* **Source text**

Strong US Jobs Report Strengthens Case for Fed Rate Cut Pause
The comments below are an edited and abridged synopsis of an article by Augusta Saraiva, Bloomberg News (with assistance from Chris Middleton, Molly Smith, Nazmul Ahasan, Maria Clara Cobo and Ye Xie)
(665 words, 4 minutes read time.)
The latest US jobs report is reaffirming what Federal Reserve officials have indicated in recent weeks: The likelihood of interest rate cuts in the near future is diminishing.
In December, nonfarm payrolls rose by 256,000, marking the largest monthly increase since March and surpassing most forecasts in a Bloomberg survey. The unemployment rate unexpectedly dropped to 4.1%, and average hourly earnings increased by 0.3% from November, according to the Bureau of Labor Statistics.
This positive labour market data caps off a year of surprising strength, with the US economy adding 2.2 million jobs in 2024, despite ongoing challenges such as high borrowing costs and inflation. While the pace of job creation slowed compared to 2023, when 3 million jobs were added, the figure for 2024 remains above the 2 million created in 2019.

* **Extracted records**

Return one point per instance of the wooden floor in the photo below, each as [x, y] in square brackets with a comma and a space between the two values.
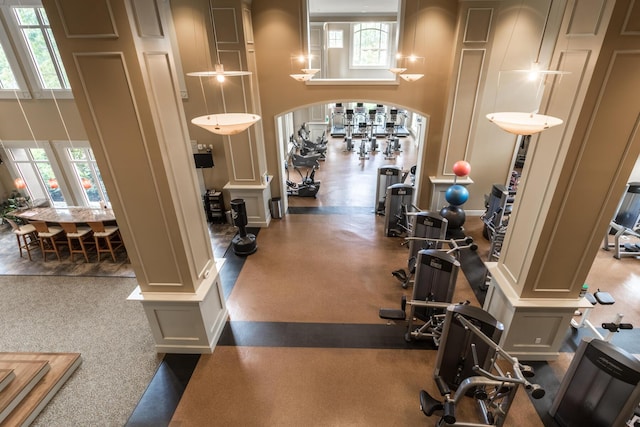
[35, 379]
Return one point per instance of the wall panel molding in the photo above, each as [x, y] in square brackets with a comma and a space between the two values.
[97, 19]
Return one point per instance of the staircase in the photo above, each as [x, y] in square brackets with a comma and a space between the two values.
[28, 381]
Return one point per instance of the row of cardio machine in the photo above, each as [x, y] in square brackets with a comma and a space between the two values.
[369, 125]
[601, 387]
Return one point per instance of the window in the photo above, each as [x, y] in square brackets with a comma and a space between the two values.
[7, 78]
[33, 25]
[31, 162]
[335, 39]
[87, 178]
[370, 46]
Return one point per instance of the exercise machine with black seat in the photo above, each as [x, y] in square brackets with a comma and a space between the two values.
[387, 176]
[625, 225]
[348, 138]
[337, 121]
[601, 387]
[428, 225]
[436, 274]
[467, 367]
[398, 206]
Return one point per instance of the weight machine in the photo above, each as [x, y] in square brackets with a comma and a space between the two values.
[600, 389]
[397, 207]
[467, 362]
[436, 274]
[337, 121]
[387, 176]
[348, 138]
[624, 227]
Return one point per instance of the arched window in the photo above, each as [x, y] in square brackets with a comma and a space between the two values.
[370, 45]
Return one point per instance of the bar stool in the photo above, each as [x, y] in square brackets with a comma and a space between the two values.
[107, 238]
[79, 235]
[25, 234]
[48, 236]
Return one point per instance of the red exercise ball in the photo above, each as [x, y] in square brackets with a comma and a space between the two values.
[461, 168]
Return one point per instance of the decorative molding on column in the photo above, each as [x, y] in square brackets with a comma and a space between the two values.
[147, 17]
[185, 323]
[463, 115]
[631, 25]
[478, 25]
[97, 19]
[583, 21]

==

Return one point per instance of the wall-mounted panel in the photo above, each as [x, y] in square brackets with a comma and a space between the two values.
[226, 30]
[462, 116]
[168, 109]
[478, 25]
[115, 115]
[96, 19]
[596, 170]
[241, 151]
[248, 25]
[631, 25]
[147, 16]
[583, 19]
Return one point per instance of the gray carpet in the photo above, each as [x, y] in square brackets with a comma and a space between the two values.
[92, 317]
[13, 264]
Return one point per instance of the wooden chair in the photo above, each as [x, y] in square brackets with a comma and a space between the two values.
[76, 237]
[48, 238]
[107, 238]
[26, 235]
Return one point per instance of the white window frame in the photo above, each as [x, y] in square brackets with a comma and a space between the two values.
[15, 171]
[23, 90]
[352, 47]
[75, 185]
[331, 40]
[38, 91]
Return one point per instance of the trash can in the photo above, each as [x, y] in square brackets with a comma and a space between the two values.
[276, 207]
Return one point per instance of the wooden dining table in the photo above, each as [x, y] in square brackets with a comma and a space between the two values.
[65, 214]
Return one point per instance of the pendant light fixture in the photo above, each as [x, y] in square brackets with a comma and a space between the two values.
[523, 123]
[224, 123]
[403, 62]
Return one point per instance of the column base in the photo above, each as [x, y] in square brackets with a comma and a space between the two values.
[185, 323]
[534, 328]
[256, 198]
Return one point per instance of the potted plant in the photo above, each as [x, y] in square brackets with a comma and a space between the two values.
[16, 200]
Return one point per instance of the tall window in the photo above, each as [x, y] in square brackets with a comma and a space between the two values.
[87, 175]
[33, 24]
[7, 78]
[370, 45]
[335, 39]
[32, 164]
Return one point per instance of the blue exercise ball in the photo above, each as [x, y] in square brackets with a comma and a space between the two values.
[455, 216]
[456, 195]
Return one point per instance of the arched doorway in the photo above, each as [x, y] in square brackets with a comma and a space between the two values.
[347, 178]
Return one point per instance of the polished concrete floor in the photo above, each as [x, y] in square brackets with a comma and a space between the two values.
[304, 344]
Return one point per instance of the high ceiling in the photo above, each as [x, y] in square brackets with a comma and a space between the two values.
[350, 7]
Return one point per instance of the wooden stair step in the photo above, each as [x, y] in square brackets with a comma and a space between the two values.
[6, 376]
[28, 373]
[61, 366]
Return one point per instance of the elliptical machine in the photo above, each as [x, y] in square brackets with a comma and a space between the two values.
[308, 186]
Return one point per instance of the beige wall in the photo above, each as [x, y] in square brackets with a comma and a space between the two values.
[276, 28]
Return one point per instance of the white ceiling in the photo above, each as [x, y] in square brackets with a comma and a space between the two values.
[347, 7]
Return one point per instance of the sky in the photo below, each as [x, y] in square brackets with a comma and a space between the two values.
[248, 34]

* **Challenges**
[1] Copy the entire jobs report text word for word.
[2] How many lines of the records contain the string "ceiling", with case taken into account? Give only the number.
The records have no connection to the jobs report.

* **Results for each task**
[1]
Strong US Jobs Report Strengthens Case for Fed Rate Cut Pause
The comments below are an edited and abridged synopsis of an article by Augusta Saraiva, Bloomberg News (with assistance from Chris Middleton, Molly Smith, Nazmul Ahasan, Maria Clara Cobo and Ye Xie)
(665 words, 4 minutes read time.)
The latest US jobs report is reaffirming what Federal Reserve officials have indicated in recent weeks: The likelihood of interest rate cuts in the near future is diminishing.
In December, nonfarm payrolls rose by 256,000, marking the largest monthly increase since March and surpassing most forecasts in a Bloomberg survey. The unemployment rate unexpectedly dropped to 4.1%, and average hourly earnings increased by 0.3% from November, according to the Bureau of Labor Statistics.
This positive labour market data caps off a year of surprising strength, with the US economy adding 2.2 million jobs in 2024, despite ongoing challenges such as high borrowing costs and inflation. While the pace of job creation slowed compared to 2023, when 3 million jobs were added, the figure for 2024 remains above the 2 million created in 2019.

[2] 2